- **EXCERPT**:

A chroot environment is simply a directory – inside which you can find a file system hierarchy exactly like your original operating system. You can then use the UNIX
chroot command to open a shell in that directory so that command running under that shell see only the chroot environment and can’t mess up your system. This is very useful for many different reasons – for example if you want to build some software packages and you don’t want their build dependencies to pollute your real system.
Building a chroot environment is not difficult at all using the right tools, and YUM – the CentOS installation tool – has what you need.

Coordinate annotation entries

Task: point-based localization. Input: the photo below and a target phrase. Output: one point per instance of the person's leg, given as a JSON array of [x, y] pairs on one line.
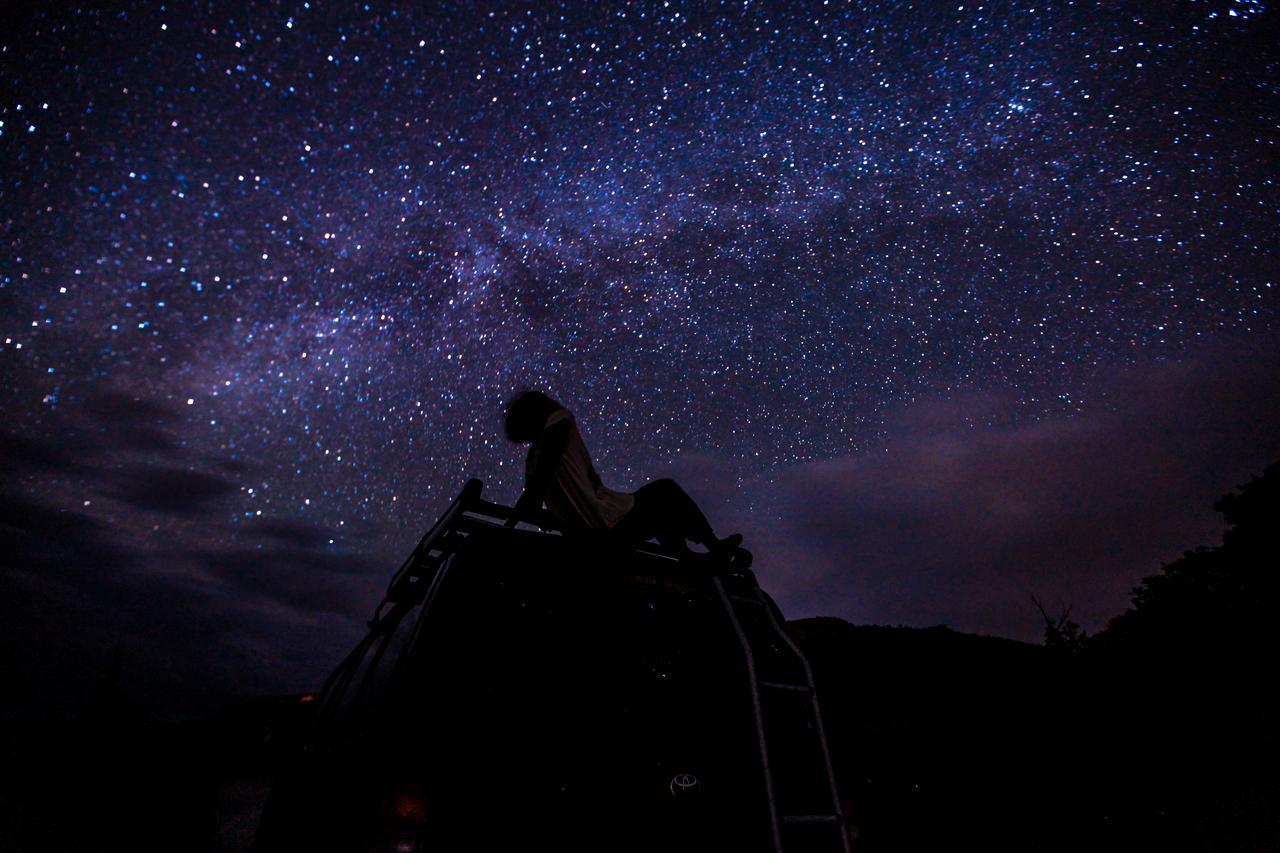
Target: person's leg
[[679, 515], [666, 512]]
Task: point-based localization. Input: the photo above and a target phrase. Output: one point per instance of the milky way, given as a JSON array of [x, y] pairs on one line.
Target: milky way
[[327, 241]]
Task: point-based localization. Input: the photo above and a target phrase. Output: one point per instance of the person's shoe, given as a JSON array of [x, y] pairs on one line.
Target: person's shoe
[[726, 544]]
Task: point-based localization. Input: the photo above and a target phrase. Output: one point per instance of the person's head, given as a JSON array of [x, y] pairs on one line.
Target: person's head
[[526, 413]]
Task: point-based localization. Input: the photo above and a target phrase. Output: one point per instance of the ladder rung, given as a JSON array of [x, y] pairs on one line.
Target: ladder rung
[[780, 685], [812, 819]]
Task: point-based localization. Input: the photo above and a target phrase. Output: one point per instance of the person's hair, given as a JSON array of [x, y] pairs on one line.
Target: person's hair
[[526, 413]]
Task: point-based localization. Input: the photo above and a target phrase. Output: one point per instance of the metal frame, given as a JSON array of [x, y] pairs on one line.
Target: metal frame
[[469, 514]]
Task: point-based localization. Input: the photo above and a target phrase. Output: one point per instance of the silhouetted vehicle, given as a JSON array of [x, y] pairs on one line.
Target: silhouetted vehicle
[[522, 689]]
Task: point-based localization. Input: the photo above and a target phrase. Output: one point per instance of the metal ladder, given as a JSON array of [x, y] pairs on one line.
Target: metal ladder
[[782, 690], [778, 675]]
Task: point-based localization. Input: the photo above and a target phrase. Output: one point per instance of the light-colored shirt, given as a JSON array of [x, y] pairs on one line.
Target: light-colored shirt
[[575, 493]]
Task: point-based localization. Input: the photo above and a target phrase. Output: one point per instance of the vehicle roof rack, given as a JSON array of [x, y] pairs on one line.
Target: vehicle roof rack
[[760, 634]]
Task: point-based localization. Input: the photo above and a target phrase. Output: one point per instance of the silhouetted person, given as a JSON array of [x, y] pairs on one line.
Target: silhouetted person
[[560, 471]]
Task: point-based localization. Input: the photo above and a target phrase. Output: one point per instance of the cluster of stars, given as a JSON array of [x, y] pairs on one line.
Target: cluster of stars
[[339, 238]]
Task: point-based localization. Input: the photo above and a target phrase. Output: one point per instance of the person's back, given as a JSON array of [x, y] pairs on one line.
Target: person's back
[[560, 471], [575, 493]]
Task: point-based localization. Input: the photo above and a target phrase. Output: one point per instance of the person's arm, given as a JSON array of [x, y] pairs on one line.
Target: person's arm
[[551, 446]]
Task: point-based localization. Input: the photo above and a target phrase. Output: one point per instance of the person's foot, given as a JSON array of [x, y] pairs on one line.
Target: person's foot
[[726, 544]]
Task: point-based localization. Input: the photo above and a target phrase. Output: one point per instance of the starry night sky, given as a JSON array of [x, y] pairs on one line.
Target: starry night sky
[[940, 304]]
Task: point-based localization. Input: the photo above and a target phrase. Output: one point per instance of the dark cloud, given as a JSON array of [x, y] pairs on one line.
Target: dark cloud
[[129, 422], [293, 532], [23, 454], [169, 489], [956, 521], [341, 584]]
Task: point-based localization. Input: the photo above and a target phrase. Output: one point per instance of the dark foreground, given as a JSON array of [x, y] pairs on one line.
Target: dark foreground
[[938, 738]]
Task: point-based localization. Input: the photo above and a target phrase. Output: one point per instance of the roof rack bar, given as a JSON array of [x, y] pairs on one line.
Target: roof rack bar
[[467, 497]]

- **JOBS**:
1. Copy out the passage of the chroot text starting with "A chroot environment is simply" and going on through "your real system.", renaming every "directory" to "folder".
2. Lay out as a numbered list only the listing lines starting with the line with "of the milky" and going on through the line with "[[327, 241]]", skipping any blank lines.

- **FULL SOLUTIONS**:
1.
A chroot environment is simply a folder – inside which you can find a file system hierarchy exactly like your original operating system. You can then use the UNIX
chroot command to open a shell in that folder so that command running under that shell see only the chroot environment and can’t mess up your system. This is very useful for many different reasons – for example if you want to build some software packages and you don’t want their build dependencies to pollute your real system.

2.
1. Task: point-based localization. Input: the photo above and a target phrase. Output: one point per instance of the milky way, given as a JSON array of [x, y] pairs on one line.
2. Target: milky way
3. [[327, 241]]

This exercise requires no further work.